In the listing below, a line holding "of the sandy" and a line holding "the dry grass" mark the range. Retype both exactly, with all lines between them.

▶ Data listing
__________________________________________________
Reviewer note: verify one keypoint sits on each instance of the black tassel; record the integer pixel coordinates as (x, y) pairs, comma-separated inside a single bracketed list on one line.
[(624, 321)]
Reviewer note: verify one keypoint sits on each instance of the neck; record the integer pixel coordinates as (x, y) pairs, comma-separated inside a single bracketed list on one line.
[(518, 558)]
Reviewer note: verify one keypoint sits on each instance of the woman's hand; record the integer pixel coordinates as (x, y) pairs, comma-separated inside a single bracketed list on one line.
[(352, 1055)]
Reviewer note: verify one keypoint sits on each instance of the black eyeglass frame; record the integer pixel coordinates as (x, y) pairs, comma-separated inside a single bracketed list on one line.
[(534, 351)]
__________________________________________________
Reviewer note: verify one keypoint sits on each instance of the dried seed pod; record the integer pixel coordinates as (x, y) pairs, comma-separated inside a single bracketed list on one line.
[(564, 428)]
__________________________________________________
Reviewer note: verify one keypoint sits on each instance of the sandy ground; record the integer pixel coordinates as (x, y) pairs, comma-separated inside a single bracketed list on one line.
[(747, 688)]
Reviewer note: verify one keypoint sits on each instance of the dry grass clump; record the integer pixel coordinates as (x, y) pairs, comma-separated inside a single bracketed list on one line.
__________________________________________________
▶ Response to this task
Reviewer note: verify one keypoint sits on each instance of the sandy ground; record the integer pixel coordinates as (x, y) pairs, comma-separated inside a single bracketed list on one line.
[(747, 688)]
Reviewer note: verify one keypoint sits on each instance of the dry grass clump; record the integer pixel coordinates as (x, y) pairs, comma-separated inside a single bracketed list on one line.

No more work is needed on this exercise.